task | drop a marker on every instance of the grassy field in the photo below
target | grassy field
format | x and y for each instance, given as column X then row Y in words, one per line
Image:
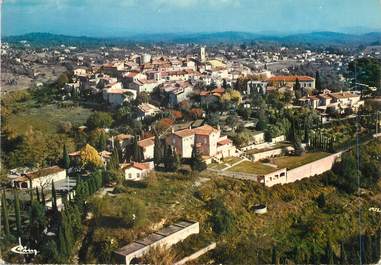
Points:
column 171, row 198
column 231, row 160
column 47, row 118
column 296, row 161
column 279, row 145
column 253, row 168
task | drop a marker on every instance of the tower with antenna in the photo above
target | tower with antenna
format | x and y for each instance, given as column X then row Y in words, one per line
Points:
column 203, row 54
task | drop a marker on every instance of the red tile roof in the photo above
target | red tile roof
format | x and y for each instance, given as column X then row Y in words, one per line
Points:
column 291, row 78
column 146, row 142
column 44, row 172
column 225, row 141
column 204, row 130
column 184, row 133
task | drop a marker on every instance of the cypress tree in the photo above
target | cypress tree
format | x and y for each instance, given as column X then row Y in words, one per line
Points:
column 315, row 259
column 37, row 195
column 54, row 198
column 274, row 258
column 31, row 191
column 329, row 259
column 4, row 213
column 17, row 214
column 318, row 85
column 43, row 196
column 113, row 164
column 158, row 152
column 197, row 163
column 66, row 158
column 118, row 149
column 368, row 249
column 62, row 247
column 102, row 142
column 343, row 255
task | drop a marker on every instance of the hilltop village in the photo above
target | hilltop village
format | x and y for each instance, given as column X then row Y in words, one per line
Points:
column 123, row 134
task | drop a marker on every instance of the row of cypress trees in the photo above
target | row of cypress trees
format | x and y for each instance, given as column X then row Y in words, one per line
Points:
column 365, row 249
column 52, row 232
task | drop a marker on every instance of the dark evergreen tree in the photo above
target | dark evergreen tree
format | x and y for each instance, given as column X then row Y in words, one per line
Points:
column 119, row 150
column 137, row 154
column 328, row 254
column 367, row 249
column 43, row 196
column 37, row 222
column 113, row 163
column 274, row 257
column 54, row 199
column 17, row 214
column 102, row 142
column 66, row 158
column 170, row 160
column 318, row 85
column 37, row 195
column 31, row 191
column 343, row 254
column 4, row 214
column 158, row 151
column 315, row 257
column 61, row 244
column 197, row 163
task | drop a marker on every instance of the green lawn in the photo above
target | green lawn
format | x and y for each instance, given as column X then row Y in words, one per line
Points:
column 217, row 166
column 253, row 168
column 296, row 161
column 278, row 145
column 231, row 160
column 47, row 118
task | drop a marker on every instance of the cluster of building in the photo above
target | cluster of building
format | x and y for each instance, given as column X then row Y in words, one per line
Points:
column 336, row 101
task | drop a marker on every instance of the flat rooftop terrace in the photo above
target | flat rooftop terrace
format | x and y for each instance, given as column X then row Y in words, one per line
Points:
column 154, row 237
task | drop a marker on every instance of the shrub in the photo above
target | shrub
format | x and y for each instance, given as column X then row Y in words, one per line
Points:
column 221, row 218
column 132, row 212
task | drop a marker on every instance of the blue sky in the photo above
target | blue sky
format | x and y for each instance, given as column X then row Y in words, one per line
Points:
column 124, row 17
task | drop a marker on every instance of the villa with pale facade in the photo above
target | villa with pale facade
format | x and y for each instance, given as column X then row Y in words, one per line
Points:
column 38, row 178
column 208, row 141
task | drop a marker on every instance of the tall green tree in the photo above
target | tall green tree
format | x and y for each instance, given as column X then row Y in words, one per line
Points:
column 171, row 161
column 137, row 154
column 65, row 158
column 318, row 85
column 54, row 198
column 118, row 148
column 197, row 163
column 37, row 223
column 158, row 151
column 43, row 201
column 37, row 195
column 4, row 214
column 113, row 163
column 274, row 256
column 328, row 254
column 102, row 141
column 343, row 254
column 17, row 214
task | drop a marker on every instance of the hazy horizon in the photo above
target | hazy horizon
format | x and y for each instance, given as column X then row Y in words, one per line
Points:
column 113, row 18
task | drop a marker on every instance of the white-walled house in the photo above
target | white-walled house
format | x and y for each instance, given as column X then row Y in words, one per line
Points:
column 39, row 178
column 136, row 171
column 146, row 110
column 117, row 97
column 147, row 146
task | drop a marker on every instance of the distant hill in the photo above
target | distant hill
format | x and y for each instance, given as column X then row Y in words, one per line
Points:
column 318, row 38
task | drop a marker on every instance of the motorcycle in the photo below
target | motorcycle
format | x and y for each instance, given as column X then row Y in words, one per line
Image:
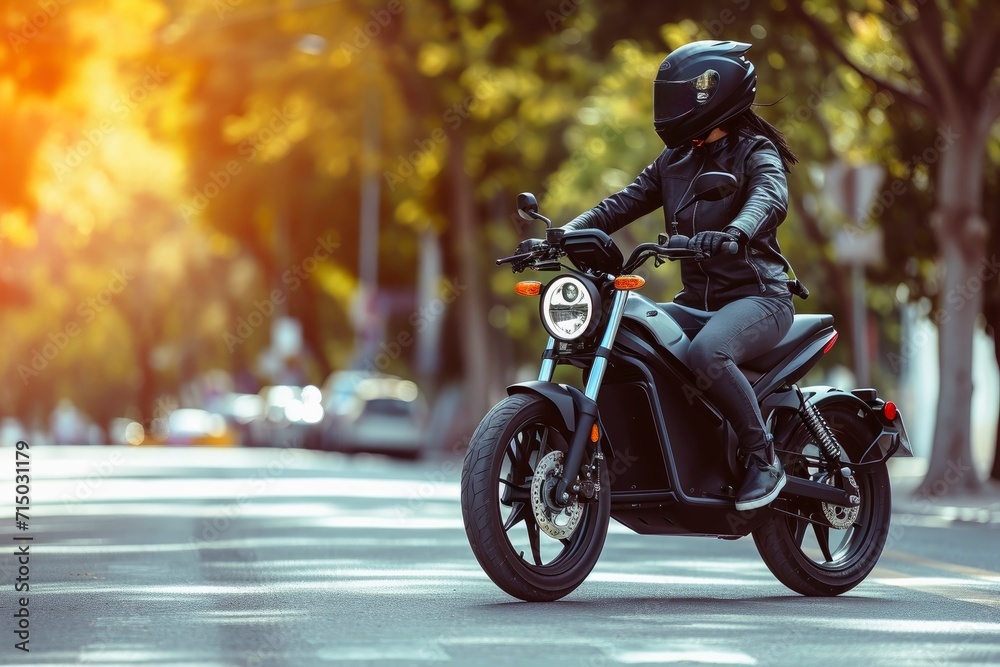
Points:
column 550, row 464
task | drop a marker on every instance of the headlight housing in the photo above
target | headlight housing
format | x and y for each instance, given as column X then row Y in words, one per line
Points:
column 568, row 308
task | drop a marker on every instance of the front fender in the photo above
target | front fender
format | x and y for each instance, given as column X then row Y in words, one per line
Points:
column 889, row 436
column 568, row 400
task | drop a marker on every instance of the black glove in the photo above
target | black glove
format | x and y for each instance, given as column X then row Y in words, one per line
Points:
column 709, row 243
column 527, row 245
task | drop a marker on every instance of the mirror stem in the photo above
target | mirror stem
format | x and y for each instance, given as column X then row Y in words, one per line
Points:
column 538, row 216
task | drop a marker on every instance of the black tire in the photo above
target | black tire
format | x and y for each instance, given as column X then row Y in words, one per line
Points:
column 850, row 554
column 526, row 422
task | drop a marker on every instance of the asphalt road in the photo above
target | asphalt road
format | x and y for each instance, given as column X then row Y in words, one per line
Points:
column 286, row 557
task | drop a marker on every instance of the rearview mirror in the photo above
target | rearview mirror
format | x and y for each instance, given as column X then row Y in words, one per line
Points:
column 710, row 186
column 526, row 205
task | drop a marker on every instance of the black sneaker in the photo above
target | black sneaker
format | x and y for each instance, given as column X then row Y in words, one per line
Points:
column 764, row 479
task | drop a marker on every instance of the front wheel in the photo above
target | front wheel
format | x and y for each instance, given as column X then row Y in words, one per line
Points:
column 827, row 550
column 529, row 548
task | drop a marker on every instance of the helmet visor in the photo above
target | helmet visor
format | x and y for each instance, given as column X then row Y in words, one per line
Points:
column 673, row 99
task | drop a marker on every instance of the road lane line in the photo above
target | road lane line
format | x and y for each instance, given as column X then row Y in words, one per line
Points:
column 974, row 572
column 953, row 589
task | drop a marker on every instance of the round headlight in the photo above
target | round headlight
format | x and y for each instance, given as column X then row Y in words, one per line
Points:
column 567, row 308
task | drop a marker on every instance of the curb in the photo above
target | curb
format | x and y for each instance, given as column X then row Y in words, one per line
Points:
column 980, row 508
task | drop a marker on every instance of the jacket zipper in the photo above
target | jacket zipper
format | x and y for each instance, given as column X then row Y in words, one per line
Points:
column 746, row 253
column 694, row 230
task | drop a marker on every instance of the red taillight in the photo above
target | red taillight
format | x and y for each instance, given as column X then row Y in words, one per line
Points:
column 829, row 346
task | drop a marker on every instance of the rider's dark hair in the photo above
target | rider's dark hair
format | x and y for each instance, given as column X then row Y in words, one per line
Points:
column 750, row 121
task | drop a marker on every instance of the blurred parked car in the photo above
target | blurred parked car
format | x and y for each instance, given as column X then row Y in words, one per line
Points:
column 382, row 414
column 288, row 416
column 187, row 426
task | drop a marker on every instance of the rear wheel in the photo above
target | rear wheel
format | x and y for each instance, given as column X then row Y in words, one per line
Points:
column 799, row 544
column 529, row 548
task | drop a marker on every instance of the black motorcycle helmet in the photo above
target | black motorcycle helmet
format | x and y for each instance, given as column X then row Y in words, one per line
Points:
column 700, row 86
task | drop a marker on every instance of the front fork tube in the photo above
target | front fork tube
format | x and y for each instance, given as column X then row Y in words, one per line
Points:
column 588, row 412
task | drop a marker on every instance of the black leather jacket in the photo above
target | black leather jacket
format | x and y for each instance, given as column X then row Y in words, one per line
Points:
column 755, row 210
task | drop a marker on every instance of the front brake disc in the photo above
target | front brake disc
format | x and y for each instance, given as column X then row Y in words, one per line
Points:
column 557, row 522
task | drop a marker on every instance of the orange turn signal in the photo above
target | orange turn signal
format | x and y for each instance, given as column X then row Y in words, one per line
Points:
column 629, row 282
column 528, row 288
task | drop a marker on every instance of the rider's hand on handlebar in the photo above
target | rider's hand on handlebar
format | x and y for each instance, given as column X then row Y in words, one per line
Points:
column 527, row 245
column 710, row 243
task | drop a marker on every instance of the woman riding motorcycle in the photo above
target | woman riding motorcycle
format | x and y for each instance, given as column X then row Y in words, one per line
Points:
column 702, row 100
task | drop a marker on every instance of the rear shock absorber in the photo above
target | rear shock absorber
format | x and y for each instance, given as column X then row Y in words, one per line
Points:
column 819, row 430
column 827, row 441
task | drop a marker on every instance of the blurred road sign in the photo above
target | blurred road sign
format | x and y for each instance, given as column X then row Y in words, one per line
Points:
column 854, row 245
column 852, row 188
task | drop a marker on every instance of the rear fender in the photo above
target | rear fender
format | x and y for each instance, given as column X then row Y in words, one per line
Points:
column 888, row 438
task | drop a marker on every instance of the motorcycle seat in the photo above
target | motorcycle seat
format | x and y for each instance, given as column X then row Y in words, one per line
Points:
column 691, row 322
column 803, row 326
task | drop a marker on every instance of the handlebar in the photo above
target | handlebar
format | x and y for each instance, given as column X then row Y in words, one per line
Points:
column 675, row 250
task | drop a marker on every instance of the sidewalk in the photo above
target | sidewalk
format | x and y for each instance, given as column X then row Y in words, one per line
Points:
column 982, row 508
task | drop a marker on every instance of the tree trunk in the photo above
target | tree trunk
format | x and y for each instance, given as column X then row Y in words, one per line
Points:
column 469, row 293
column 992, row 312
column 961, row 235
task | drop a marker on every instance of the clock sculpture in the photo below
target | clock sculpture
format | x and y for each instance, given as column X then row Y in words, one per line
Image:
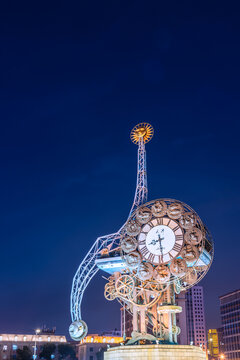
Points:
column 162, row 249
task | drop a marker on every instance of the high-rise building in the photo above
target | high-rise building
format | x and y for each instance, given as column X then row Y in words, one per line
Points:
column 192, row 318
column 213, row 343
column 230, row 318
column 196, row 329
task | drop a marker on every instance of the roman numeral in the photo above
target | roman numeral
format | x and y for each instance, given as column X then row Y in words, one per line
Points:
column 151, row 257
column 176, row 228
column 179, row 237
column 168, row 222
column 177, row 247
column 144, row 251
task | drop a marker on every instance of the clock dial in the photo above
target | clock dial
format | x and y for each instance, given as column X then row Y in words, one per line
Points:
column 160, row 240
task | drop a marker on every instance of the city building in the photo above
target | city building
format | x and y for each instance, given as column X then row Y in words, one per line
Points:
column 195, row 317
column 230, row 319
column 93, row 346
column 9, row 343
column 213, row 343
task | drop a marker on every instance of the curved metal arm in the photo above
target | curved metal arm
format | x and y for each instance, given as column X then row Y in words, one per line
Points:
column 87, row 269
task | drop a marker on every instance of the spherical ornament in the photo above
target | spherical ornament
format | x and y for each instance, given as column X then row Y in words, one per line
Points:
column 187, row 220
column 128, row 244
column 174, row 210
column 78, row 330
column 133, row 259
column 191, row 276
column 190, row 253
column 109, row 292
column 159, row 208
column 145, row 271
column 124, row 285
column 162, row 274
column 178, row 267
column 133, row 228
column 143, row 215
column 193, row 236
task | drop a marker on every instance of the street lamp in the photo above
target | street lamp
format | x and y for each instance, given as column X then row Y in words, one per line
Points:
column 37, row 331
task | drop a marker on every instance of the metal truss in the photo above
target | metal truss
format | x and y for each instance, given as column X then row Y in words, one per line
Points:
column 88, row 268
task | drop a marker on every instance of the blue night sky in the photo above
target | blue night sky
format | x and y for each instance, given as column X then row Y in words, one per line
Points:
column 75, row 78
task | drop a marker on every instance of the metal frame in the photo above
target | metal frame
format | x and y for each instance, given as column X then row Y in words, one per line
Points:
column 87, row 269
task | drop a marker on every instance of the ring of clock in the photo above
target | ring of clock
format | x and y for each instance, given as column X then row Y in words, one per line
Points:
column 164, row 242
column 166, row 249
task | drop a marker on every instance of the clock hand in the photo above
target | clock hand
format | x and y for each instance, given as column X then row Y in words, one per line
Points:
column 160, row 244
column 153, row 242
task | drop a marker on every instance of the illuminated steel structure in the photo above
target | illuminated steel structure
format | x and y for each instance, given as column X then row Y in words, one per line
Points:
column 140, row 135
column 162, row 249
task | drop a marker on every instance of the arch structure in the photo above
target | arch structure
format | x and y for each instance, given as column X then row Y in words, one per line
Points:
column 107, row 244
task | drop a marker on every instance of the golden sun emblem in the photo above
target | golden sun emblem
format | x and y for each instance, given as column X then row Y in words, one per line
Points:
column 142, row 131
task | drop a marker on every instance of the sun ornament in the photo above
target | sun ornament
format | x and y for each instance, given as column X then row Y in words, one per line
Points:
column 142, row 131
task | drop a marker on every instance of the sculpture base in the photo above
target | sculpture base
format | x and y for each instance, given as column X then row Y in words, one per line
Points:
column 155, row 352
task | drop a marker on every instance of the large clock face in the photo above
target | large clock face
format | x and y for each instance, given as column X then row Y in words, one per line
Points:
column 160, row 240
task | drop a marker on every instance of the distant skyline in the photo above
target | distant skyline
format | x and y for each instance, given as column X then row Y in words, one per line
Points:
column 76, row 78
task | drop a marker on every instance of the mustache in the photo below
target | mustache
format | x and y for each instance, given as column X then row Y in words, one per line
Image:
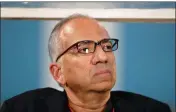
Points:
column 101, row 67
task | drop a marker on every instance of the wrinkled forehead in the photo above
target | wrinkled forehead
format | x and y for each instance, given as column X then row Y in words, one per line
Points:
column 82, row 29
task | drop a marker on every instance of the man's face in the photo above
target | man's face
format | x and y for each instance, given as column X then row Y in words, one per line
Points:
column 87, row 72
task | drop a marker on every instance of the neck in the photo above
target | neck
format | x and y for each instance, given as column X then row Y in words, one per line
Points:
column 91, row 101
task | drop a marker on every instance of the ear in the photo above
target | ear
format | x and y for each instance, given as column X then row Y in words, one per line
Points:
column 56, row 72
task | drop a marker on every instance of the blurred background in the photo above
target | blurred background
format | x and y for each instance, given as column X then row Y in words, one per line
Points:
column 145, row 58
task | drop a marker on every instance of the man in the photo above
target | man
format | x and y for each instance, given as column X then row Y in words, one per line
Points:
column 83, row 63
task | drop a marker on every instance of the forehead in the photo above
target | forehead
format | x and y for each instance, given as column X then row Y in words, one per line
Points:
column 82, row 29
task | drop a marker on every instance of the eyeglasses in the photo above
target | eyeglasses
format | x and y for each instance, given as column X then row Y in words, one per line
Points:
column 89, row 46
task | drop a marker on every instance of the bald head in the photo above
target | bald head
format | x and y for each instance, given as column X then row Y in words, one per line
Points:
column 72, row 26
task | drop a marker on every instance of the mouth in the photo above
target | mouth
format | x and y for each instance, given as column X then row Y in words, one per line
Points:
column 103, row 72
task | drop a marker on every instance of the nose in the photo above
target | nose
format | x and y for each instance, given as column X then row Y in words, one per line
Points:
column 99, row 56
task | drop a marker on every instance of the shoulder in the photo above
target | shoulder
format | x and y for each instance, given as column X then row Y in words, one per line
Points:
column 139, row 101
column 42, row 93
column 39, row 97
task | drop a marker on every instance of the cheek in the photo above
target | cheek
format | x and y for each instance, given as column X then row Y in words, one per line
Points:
column 76, row 70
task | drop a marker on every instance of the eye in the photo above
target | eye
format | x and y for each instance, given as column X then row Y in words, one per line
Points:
column 107, row 46
column 83, row 50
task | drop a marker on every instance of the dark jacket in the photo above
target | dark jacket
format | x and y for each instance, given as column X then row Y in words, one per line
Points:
column 52, row 100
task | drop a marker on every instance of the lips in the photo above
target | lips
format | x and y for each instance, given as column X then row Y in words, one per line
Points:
column 101, row 72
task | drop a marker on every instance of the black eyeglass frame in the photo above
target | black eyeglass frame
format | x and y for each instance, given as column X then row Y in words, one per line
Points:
column 96, row 43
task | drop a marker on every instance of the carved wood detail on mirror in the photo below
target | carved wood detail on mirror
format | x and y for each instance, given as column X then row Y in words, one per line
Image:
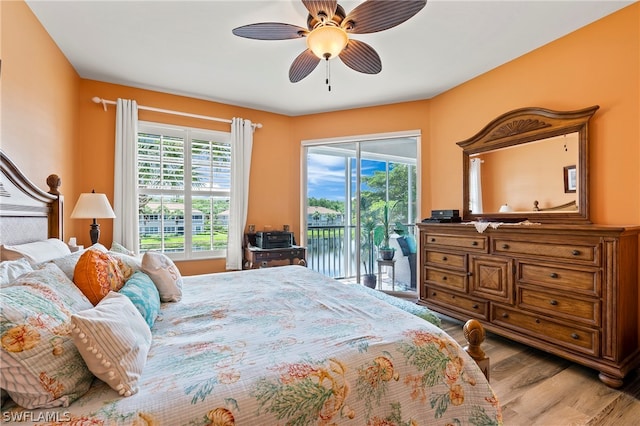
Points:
column 520, row 159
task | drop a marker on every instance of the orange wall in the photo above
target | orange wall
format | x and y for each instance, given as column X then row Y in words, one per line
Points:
column 49, row 123
column 523, row 174
column 96, row 129
column 38, row 104
column 596, row 65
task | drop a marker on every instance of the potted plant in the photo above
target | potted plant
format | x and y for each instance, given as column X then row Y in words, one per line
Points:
column 369, row 277
column 386, row 252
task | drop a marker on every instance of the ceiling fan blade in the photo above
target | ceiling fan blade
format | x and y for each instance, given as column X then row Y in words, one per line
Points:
column 361, row 57
column 328, row 7
column 303, row 65
column 378, row 15
column 270, row 31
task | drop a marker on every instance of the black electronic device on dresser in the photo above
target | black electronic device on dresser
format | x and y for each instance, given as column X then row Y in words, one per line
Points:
column 444, row 216
column 274, row 239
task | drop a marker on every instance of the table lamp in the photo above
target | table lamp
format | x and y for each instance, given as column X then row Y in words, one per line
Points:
column 93, row 206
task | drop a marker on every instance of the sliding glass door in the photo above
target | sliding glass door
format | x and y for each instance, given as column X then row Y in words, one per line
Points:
column 360, row 196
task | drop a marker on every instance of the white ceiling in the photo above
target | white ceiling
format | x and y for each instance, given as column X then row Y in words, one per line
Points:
column 187, row 48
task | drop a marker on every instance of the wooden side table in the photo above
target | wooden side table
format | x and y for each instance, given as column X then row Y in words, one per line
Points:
column 392, row 264
column 255, row 256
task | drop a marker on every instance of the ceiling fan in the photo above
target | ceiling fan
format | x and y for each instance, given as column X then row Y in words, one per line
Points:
column 328, row 29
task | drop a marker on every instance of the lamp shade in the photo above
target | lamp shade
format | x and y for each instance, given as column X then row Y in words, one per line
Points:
column 505, row 208
column 92, row 206
column 327, row 41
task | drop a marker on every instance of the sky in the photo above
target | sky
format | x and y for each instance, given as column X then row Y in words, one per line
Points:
column 325, row 175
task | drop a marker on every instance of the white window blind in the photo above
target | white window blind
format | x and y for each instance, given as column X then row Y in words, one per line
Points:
column 184, row 187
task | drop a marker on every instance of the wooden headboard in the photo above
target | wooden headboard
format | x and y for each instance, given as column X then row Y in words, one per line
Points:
column 27, row 213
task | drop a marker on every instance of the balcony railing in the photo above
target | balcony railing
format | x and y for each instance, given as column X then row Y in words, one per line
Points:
column 326, row 250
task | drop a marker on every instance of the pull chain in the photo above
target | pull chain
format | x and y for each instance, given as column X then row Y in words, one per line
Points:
column 328, row 72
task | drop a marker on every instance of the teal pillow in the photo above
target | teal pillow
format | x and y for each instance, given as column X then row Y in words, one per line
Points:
column 144, row 295
column 411, row 242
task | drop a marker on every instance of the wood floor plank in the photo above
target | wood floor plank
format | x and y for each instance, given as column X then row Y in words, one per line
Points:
column 537, row 388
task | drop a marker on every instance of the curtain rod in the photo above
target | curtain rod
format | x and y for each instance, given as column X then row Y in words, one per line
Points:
column 104, row 103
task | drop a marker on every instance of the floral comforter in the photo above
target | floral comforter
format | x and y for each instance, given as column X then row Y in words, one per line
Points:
column 288, row 346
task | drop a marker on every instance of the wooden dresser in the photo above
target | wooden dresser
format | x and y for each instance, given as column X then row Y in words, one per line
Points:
column 571, row 290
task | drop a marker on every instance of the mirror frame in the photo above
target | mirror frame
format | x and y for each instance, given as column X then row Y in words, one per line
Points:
column 525, row 125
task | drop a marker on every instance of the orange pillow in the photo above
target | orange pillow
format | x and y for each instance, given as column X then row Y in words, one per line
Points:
column 96, row 274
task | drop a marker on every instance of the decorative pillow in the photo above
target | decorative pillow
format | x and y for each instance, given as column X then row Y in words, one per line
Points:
column 97, row 274
column 144, row 295
column 12, row 269
column 114, row 341
column 165, row 275
column 68, row 263
column 119, row 248
column 40, row 364
column 36, row 252
column 128, row 264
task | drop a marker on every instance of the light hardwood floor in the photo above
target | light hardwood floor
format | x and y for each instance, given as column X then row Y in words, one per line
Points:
column 537, row 388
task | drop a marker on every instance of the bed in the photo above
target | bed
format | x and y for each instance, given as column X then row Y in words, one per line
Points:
column 273, row 346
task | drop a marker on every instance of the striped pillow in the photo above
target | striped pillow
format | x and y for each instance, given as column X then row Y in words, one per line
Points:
column 114, row 341
column 39, row 363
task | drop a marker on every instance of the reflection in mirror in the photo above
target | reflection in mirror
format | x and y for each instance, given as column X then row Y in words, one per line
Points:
column 529, row 163
column 524, row 178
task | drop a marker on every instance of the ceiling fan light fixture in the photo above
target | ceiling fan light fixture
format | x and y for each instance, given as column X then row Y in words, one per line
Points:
column 327, row 41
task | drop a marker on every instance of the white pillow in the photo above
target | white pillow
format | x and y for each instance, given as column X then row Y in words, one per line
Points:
column 114, row 340
column 68, row 263
column 36, row 252
column 164, row 274
column 12, row 269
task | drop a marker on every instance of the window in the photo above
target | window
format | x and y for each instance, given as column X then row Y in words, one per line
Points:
column 184, row 178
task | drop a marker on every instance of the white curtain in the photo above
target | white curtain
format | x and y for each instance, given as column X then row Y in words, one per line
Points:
column 241, row 145
column 125, row 190
column 475, row 186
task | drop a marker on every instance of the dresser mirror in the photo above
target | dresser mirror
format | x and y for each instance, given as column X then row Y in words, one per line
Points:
column 530, row 163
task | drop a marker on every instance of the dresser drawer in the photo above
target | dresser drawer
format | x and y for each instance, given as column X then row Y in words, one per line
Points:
column 583, row 252
column 540, row 327
column 446, row 260
column 465, row 305
column 584, row 281
column 468, row 243
column 560, row 306
column 444, row 278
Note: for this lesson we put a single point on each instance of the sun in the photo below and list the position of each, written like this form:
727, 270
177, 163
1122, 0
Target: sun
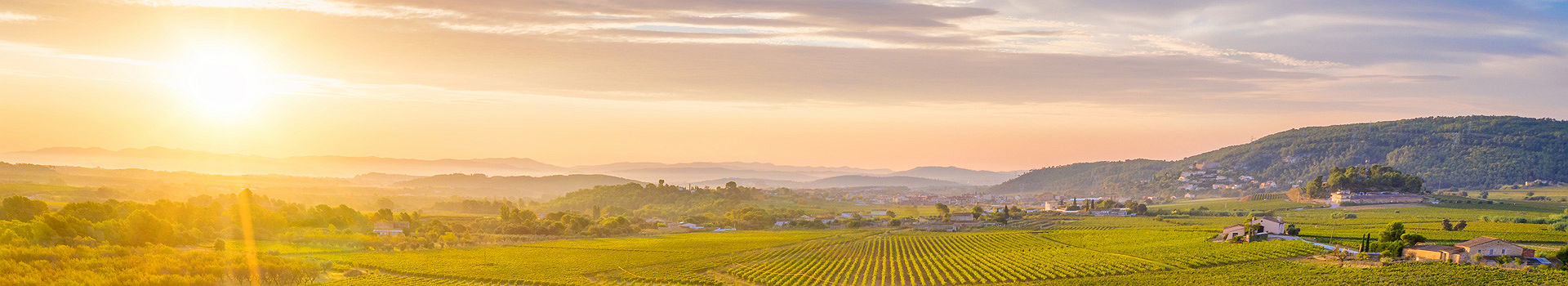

● ACTIVITY:
Copy out every line of the listing where the word "truss" occurs.

● REPLY:
task | drop a marker on every instance of the metal truss in the photo above
target | metal truss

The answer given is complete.